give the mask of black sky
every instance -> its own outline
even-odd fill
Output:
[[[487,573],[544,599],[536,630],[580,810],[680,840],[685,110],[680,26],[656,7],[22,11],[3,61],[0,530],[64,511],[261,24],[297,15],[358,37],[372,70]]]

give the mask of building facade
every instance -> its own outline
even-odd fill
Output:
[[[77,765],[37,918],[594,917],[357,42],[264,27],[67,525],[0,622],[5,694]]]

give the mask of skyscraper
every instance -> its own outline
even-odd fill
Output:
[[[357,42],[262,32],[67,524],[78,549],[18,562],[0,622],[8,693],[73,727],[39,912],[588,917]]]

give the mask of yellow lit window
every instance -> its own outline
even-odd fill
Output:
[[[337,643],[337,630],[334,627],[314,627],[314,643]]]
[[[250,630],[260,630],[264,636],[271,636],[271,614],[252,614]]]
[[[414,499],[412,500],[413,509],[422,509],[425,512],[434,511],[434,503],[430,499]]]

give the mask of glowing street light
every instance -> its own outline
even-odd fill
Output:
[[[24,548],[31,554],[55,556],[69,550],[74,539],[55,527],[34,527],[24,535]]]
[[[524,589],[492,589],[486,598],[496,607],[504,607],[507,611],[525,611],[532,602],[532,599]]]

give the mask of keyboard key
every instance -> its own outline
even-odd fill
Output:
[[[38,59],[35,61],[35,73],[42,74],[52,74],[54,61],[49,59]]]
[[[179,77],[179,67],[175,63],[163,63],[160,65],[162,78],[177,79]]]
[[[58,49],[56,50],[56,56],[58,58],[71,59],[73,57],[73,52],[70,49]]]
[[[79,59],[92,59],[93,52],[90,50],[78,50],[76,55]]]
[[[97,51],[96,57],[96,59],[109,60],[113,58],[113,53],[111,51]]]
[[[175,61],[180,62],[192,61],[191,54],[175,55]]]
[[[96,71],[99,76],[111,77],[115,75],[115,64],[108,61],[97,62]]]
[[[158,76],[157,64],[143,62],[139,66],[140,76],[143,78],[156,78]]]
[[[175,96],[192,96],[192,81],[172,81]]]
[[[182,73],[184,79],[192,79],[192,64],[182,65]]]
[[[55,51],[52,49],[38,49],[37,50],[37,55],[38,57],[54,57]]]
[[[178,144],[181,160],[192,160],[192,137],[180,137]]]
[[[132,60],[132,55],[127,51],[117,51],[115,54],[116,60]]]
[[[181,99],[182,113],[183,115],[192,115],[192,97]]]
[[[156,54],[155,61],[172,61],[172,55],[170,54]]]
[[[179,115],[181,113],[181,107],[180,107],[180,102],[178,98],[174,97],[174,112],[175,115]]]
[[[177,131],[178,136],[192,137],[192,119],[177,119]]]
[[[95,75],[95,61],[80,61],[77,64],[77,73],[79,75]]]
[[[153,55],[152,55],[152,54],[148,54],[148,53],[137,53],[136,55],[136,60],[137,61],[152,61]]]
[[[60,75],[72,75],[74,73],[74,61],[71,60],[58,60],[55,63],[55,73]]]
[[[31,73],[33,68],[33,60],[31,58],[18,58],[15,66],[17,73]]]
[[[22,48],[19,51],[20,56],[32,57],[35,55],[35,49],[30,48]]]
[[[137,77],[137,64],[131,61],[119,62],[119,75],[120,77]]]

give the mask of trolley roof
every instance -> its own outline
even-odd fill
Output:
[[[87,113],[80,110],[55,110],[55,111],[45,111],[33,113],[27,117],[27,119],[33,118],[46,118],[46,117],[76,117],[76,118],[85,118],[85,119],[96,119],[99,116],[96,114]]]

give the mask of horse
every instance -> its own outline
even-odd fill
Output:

DIRECTIONS: Transcribe all of the lines in the records precisely.

FULL ANSWER:
give the mask of black sky
every instance -> its own outline
even-odd fill
Output:
[[[487,573],[544,599],[536,630],[580,810],[680,840],[685,110],[680,26],[656,7],[22,11],[3,61],[0,530],[64,511],[261,24],[297,15],[358,37],[372,70]]]

give the mask of building facade
every instance -> its own outline
even-odd fill
Output:
[[[77,765],[37,918],[594,917],[357,42],[264,27],[67,525],[0,622],[5,694]]]

give the mask of skyscraper
every instance -> its own outline
even-odd fill
Output:
[[[357,42],[262,32],[67,524],[78,549],[18,562],[0,622],[8,693],[73,727],[39,912],[588,917]]]

give the mask of yellow lit window
every instance -> its own outline
even-odd fill
Output:
[[[337,643],[337,630],[334,627],[314,627],[314,643]]]
[[[250,630],[260,630],[264,636],[271,636],[271,614],[252,614]]]
[[[414,499],[412,500],[413,509],[422,509],[425,512],[434,511],[434,503],[430,499]]]

give the mask of glowing street light
every instance -> its own outline
even-odd fill
Output:
[[[24,548],[31,554],[55,556],[69,550],[74,539],[55,527],[34,527],[24,535]]]
[[[524,589],[492,589],[486,598],[496,607],[504,607],[507,611],[525,611],[532,602],[532,599]]]

give the mask of keyboard key
every instance -> its own outline
even-odd fill
Output:
[[[38,59],[35,61],[35,73],[42,74],[52,74],[54,61],[49,59]]]
[[[179,77],[179,67],[175,63],[163,63],[160,65],[162,78],[177,79]]]
[[[58,49],[56,50],[56,56],[58,58],[71,59],[73,57],[73,52],[70,49]]]
[[[79,59],[92,59],[93,52],[90,50],[78,50],[76,55]]]
[[[97,51],[96,57],[96,59],[109,60],[113,58],[113,53],[111,51]]]
[[[175,61],[180,62],[192,61],[191,54],[175,55]]]
[[[96,71],[99,76],[111,77],[115,75],[115,64],[108,61],[97,62]]]
[[[158,76],[157,64],[143,62],[139,66],[140,76],[143,78],[156,78]]]
[[[175,96],[192,96],[192,81],[172,81]]]
[[[182,73],[184,79],[192,79],[192,64],[182,65]]]
[[[55,51],[52,49],[38,49],[37,50],[37,55],[38,57],[54,57]]]
[[[178,144],[181,160],[192,160],[192,137],[180,137]]]
[[[132,60],[132,55],[127,51],[117,51],[115,54],[116,60]]]
[[[181,99],[182,113],[183,115],[192,115],[192,97]]]
[[[156,54],[155,61],[172,61],[172,55],[170,54]]]
[[[179,115],[181,113],[181,107],[180,107],[180,102],[178,98],[174,97],[174,112],[175,115]]]
[[[177,131],[178,136],[192,137],[192,119],[177,119]]]
[[[95,75],[95,61],[80,61],[77,64],[77,73],[79,75]]]
[[[153,55],[152,55],[152,54],[148,54],[148,53],[137,53],[136,55],[136,60],[137,61],[152,61]]]
[[[60,75],[72,75],[74,73],[74,61],[71,60],[58,60],[55,63],[55,73]]]
[[[31,73],[33,68],[33,60],[31,58],[18,58],[15,66],[17,73]]]
[[[22,48],[19,51],[20,56],[32,57],[35,55],[35,49],[30,48]]]
[[[137,77],[137,64],[131,61],[119,62],[119,75],[120,77]]]

give the mask of trolley roof
every instance -> its own outline
even-odd fill
Output:
[[[87,113],[80,110],[55,110],[55,111],[45,111],[33,113],[27,117],[27,119],[33,118],[46,118],[46,117],[76,117],[76,118],[85,118],[85,119],[96,119],[99,116],[96,114]]]

give the mask of horse
every instance -> its own outline
even-odd fill
Output:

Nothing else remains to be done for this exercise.